- **DATA SECTION**
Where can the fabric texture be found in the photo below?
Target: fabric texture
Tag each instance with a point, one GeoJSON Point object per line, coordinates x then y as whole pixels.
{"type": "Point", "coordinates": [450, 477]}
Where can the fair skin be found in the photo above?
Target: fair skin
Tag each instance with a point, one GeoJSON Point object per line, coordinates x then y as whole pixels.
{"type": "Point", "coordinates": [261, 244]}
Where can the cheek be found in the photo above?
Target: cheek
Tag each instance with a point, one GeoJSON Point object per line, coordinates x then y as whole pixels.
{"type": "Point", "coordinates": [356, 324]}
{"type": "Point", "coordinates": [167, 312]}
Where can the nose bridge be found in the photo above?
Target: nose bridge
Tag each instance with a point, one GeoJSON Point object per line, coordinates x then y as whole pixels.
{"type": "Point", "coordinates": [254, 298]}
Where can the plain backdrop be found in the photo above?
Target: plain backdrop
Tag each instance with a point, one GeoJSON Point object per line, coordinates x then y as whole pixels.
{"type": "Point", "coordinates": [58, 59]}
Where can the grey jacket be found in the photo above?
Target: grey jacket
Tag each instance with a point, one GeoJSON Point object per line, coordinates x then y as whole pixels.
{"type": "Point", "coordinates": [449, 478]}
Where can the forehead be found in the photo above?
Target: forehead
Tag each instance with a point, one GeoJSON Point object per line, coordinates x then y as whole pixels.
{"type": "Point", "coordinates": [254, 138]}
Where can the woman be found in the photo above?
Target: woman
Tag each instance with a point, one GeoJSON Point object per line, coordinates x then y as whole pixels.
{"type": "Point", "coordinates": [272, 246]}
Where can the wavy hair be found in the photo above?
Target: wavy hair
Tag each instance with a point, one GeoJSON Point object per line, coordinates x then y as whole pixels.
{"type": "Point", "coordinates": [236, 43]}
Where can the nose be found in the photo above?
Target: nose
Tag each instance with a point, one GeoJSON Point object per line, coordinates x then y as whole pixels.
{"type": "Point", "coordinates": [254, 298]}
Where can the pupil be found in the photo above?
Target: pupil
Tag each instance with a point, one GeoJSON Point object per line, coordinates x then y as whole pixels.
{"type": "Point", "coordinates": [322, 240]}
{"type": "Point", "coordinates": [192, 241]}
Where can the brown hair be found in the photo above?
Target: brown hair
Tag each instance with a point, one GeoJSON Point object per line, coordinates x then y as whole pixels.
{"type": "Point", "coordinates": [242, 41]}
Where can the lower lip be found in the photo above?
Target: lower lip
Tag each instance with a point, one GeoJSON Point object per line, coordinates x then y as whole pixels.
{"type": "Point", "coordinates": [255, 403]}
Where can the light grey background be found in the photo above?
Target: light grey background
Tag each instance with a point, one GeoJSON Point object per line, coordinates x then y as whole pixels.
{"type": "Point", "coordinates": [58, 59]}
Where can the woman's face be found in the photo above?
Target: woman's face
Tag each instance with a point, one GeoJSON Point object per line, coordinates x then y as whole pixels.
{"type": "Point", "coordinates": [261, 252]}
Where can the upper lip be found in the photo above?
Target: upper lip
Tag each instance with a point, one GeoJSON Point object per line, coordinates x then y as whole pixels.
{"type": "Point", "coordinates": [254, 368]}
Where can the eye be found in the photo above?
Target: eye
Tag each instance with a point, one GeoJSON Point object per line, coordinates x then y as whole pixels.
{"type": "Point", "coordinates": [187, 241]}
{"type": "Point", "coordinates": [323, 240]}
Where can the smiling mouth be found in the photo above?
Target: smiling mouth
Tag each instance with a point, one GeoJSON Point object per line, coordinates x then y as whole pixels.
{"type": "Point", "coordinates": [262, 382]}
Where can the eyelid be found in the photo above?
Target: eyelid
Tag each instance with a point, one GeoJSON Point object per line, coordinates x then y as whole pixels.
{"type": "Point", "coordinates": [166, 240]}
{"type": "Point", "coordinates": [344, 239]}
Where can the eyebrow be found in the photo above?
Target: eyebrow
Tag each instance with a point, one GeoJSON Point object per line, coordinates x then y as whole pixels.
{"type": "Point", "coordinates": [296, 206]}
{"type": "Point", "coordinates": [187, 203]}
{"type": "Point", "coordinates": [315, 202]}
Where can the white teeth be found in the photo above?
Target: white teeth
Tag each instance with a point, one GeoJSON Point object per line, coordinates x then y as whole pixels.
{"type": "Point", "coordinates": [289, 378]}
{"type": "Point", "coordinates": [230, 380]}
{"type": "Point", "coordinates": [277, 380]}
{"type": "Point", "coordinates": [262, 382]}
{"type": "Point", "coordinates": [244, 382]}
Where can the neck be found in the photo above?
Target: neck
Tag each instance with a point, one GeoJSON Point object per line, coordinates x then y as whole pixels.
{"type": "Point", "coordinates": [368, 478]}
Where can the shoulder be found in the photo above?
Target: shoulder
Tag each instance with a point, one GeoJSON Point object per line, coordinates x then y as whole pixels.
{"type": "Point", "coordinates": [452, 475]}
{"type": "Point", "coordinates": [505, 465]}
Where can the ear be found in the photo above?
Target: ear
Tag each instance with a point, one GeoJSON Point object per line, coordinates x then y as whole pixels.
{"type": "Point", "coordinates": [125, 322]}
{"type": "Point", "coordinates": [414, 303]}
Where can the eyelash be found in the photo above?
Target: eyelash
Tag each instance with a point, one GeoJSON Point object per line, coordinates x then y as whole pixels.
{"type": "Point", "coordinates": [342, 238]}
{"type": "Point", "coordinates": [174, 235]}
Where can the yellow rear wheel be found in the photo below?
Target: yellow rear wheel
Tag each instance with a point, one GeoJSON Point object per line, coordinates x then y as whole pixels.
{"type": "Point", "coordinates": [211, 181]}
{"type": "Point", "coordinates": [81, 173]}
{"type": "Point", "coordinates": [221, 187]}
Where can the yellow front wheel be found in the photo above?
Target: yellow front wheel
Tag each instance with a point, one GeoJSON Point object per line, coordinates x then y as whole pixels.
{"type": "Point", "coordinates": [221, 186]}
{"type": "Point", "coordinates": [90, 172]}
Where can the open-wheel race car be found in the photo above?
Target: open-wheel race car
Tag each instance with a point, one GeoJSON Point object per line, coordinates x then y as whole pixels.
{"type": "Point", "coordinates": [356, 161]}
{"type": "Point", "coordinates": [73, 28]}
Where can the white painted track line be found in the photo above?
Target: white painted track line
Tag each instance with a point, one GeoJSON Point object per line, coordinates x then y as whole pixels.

- **REQUIREMENTS**
Output all records verbatim.

- **THE SOLUTION**
Where can the fabric texture be found in the photo below?
Target: fabric texture
Tag each instance with a point, one GeoJSON Point object per line, coordinates x then y as whole pixels.
{"type": "Point", "coordinates": [450, 477]}
Where can the fair skin be found in the photo above?
Target: fair skin
Tag each instance with a point, one GeoJSON Point object per line, coordinates x then y as whole pixels.
{"type": "Point", "coordinates": [261, 244]}
Where can the cheek be found in the photo above?
Target: cheek
Tag each instance with a point, one GeoJSON Point object per line, coordinates x then y as whole pixels.
{"type": "Point", "coordinates": [356, 324]}
{"type": "Point", "coordinates": [167, 312]}
Where can the nose bridge be found in the photo above?
Target: nose bridge
Tag each instance with a point, one GeoJSON Point object per line, coordinates x then y as whole pixels.
{"type": "Point", "coordinates": [254, 298]}
Where can the plain backdrop be found in the photo above?
Target: plain backdrop
Tag each instance with a point, one GeoJSON Point object per line, coordinates x then y as whole pixels.
{"type": "Point", "coordinates": [58, 59]}
Where can the grey jacket be found in the photo above?
Target: grey jacket
Tag each instance with a point, one GeoJSON Point object per line, coordinates x then y as whole pixels.
{"type": "Point", "coordinates": [449, 478]}
Where can the forehead be found in the photo above?
Target: forehead
Tag each instance with a point, one GeoJSON Point object per line, coordinates x then y as whole pixels.
{"type": "Point", "coordinates": [254, 138]}
Where can the woman be found in the photo above?
Target: woman
Tag each instance with a point, one GeoJSON Point object per line, coordinates x then y as whole pixels.
{"type": "Point", "coordinates": [272, 246]}
Where can the wavy hair be found in the photo above?
Target: wavy hair
Tag each instance with a point, one GeoJSON Point object per line, coordinates x then y as whole pixels.
{"type": "Point", "coordinates": [236, 43]}
Where can the nose be found in the photo above?
Target: nose
Tag each instance with a point, one GeoJSON Point object per line, coordinates x then y as whole pixels.
{"type": "Point", "coordinates": [254, 298]}
Where can the pupil be found in the photo above?
Target: pupil
Tag each instance with a point, one GeoJSON Point object per line, coordinates x then y as whole pixels.
{"type": "Point", "coordinates": [322, 240]}
{"type": "Point", "coordinates": [192, 241]}
Where can the brown hair be found in the photo above?
Target: brown hair
Tag each instance with a point, one GeoJSON Point object per line, coordinates x then y as whole pixels.
{"type": "Point", "coordinates": [242, 41]}
Where can the lower lip be found in the photo above?
Target: lower lip
Tag each instance with a point, one GeoJSON Point object per line, coordinates x then y as whole pixels.
{"type": "Point", "coordinates": [255, 403]}
Where can the light grey background be found in the photo above?
Target: light grey background
Tag each instance with a point, one GeoJSON Point object per line, coordinates x then y as whole pixels.
{"type": "Point", "coordinates": [58, 59]}
Where can the woman's face be found in the photo above?
Target: woman's face
Tag each instance with a point, one GeoJSON Point object per line, coordinates x then y as whole pixels.
{"type": "Point", "coordinates": [261, 252]}
Where can the upper lip be found in the photo above?
Target: upper lip
Tag each instance with a point, one GeoJSON Point object per line, coordinates x then y as whole pixels.
{"type": "Point", "coordinates": [254, 368]}
Where can the eye be found in the photo above?
Target: eye
Tag each instance with a point, one GeoJSON Point object per line, coordinates x then y as whole pixels.
{"type": "Point", "coordinates": [187, 241]}
{"type": "Point", "coordinates": [323, 240]}
Where can the smiling mouth be found in the photo above?
Target: smiling mouth
Tag each instance with a point, one GeoJSON Point object per line, coordinates x then y as whole pixels.
{"type": "Point", "coordinates": [262, 382]}
Where can the eyelid be found in the photo above?
Target: eyelid
Tag each instance with a point, one GeoJSON Point object per line, coordinates x then y as whole pixels.
{"type": "Point", "coordinates": [166, 240]}
{"type": "Point", "coordinates": [344, 239]}
Where can the eyebrow be found in the photo above?
Target: eyebrow
Tag each instance with a point, one GeoJSON Point object per line, coordinates x then y as whole pixels.
{"type": "Point", "coordinates": [296, 206]}
{"type": "Point", "coordinates": [187, 203]}
{"type": "Point", "coordinates": [315, 202]}
Where can the white teeth be found in the photo above?
Target: white teeth
Tag each instance with a point, one GeoJSON Point object per line, coordinates x then y as whole pixels.
{"type": "Point", "coordinates": [289, 378]}
{"type": "Point", "coordinates": [230, 380]}
{"type": "Point", "coordinates": [277, 380]}
{"type": "Point", "coordinates": [262, 382]}
{"type": "Point", "coordinates": [244, 382]}
Where can the neck be found in the photo above?
Target: neck
Tag each instance with a point, one GeoJSON Point object per line, coordinates x then y as whole pixels.
{"type": "Point", "coordinates": [368, 478]}
Where can the shoulder be found in the photo above?
Target: shoulder
Tag each instance with a point, one GeoJSON Point object per line, coordinates x then y as whole pixels.
{"type": "Point", "coordinates": [452, 475]}
{"type": "Point", "coordinates": [505, 465]}
Where can the ear be found in the photo above?
Target: ear
Tag each instance with a point, one GeoJSON Point object per line, coordinates x then y as whole pixels.
{"type": "Point", "coordinates": [125, 322]}
{"type": "Point", "coordinates": [414, 303]}
Where can the eyelash be found in the photo above?
Target: eyelash
Tag each instance with a point, one GeoJSON Point object per line, coordinates x then y as whole pixels.
{"type": "Point", "coordinates": [342, 238]}
{"type": "Point", "coordinates": [174, 235]}
Where can the yellow rear wheel be found in the photo below?
Target: yellow rear wheel
Tag each instance with a point, one GeoJSON Point object per line, coordinates x then y as whole pixels.
{"type": "Point", "coordinates": [211, 181]}
{"type": "Point", "coordinates": [81, 173]}
{"type": "Point", "coordinates": [221, 187]}
Where can the yellow front wheel be found in the photo above?
Target: yellow front wheel
Tag each instance with a point, one GeoJSON Point object per line, coordinates x then y as whole pixels.
{"type": "Point", "coordinates": [221, 186]}
{"type": "Point", "coordinates": [90, 172]}
Where can the open-wheel race car be found in the photo above?
Target: open-wheel race car
Tag each instance with a point, one GeoJSON Point object per line, coordinates x then y as whole pixels.
{"type": "Point", "coordinates": [356, 161]}
{"type": "Point", "coordinates": [73, 28]}
Where can the white painted track line be found in the photo above?
Target: white painted track line
Tag each instance with a point, one GeoJSON Point object per line, coordinates x then y as whole pixels.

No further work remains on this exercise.